Massive Oil Reserves
When it comes to global oil reserves, the Middle East is home to the largest concentration of oil and gas on the plant. Energy analysts from Carnegie Mellon University estimate that between 80 to 85 percent of the world’s total energy needs are powered by fossil fuels like oil, coal, and natural gas (Metcalfe, 2019). Given that the Middle East has the largest total reserves of crude oil and natural gas, the region’s oil- and gas-producing countries have long had an immense amount of influence on the global economy. These natural resources held by many of the Middle Eastern countries have been critically valuable for global development and have contributed enormously to the modernization of the global economy. So how did much of the world’s valuable fossil fuel resources become clustered primarily in one region? Petroleum geologists and academic researchers have developed a wide range of theories about how the Middle East ended up developing these fossil fuel reserves.
The oil-rich nations in the Middle East, including Saudi Arabia, Iran, Iraq, Kuwait, Syria, Qatar, Bahrain, the United Arab Emirates (UAE), Yemen, and Oman, account for about 3.4 percent of the world’s total land surface. However, these countries contain around 38 percent of the world’s total natural gas reserves and 48 percent of the total known reserves of crude oil (Sorkhabi, 2010). When people think about the Middle East, they think about oil. According to 2020 data from the U.S. Energy Information Administration, around 27 percent of the world’s current oil production is sourced from this region. For as long as fossil fuels have been a primary source of global energy, the Middle East has been one of the world’s foremost oil and gas suppliers. Because of the region’s ability to produce and sell massive quantities of oil and gas, economic development in the Middle East has largely been fueled by the fossil fuel industry.

| PROVIDED MATERIAL |
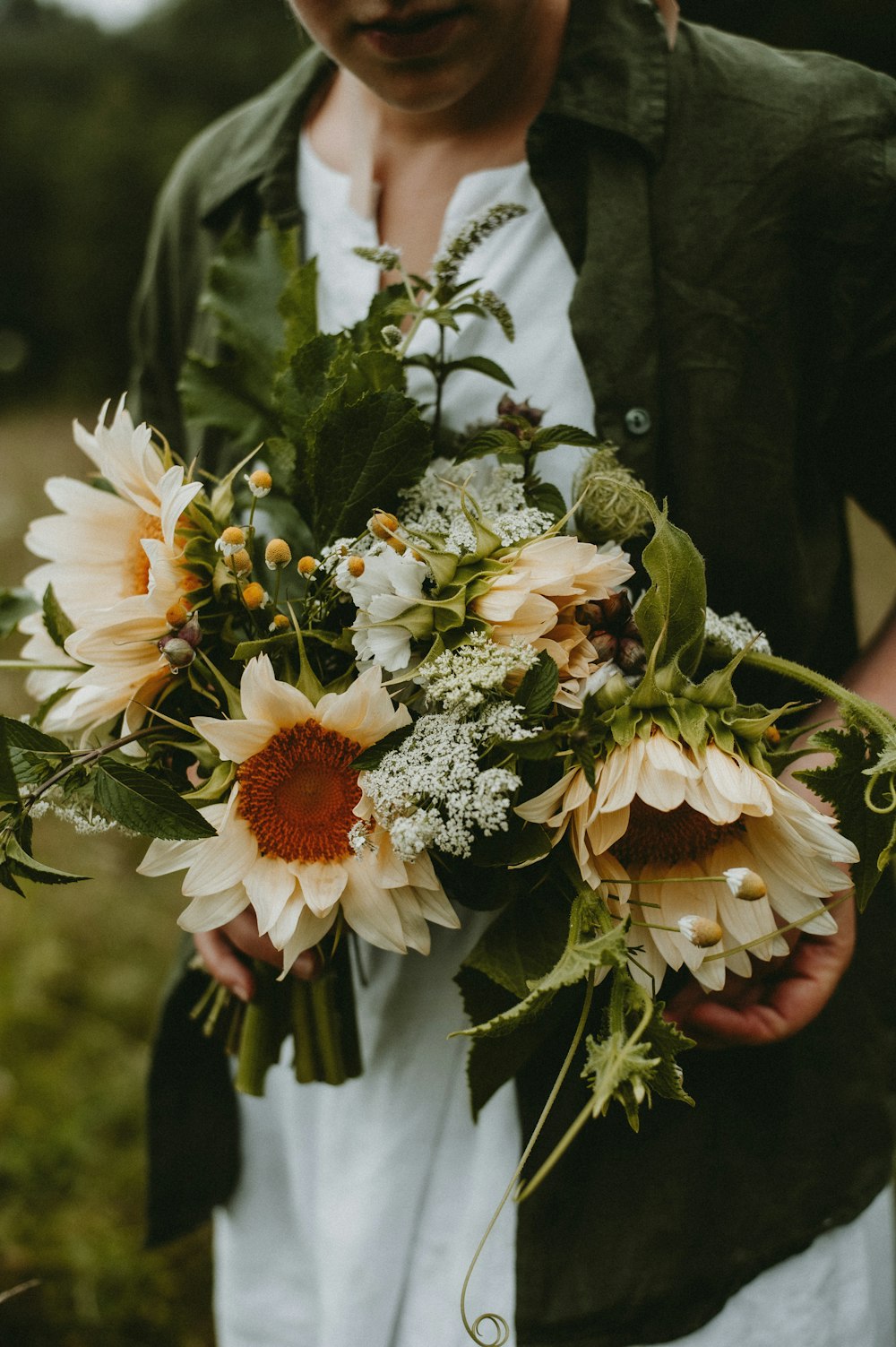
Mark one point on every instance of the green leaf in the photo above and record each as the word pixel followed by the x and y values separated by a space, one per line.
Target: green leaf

| TASK TO COMPLETE |
Determine whether each statement agrees with the text on Middle East oil reserves, answering yes or no and quoting the deciding words of the text: (a) the oil-rich Middle Eastern countries make up about 3.4 percent of the world's total land surface; (b) those countries hold about half of the world's total natural gas reserves; (c) according to 2020 data from the U.S. Energy Information Administration, around 27 percent of the world's current oil production comes from the region. The material that accompanies the text can be set aside, since none of it is required here.

| EXPECTED ANSWER |
(a) Yes: "account for about 3.4 percent of the world’s total land surface"
(b) No: "around 38 percent of the world’s total natural gas reserves"
(c) Yes: "around 27 percent of the world’s current oil production is sourced from this region"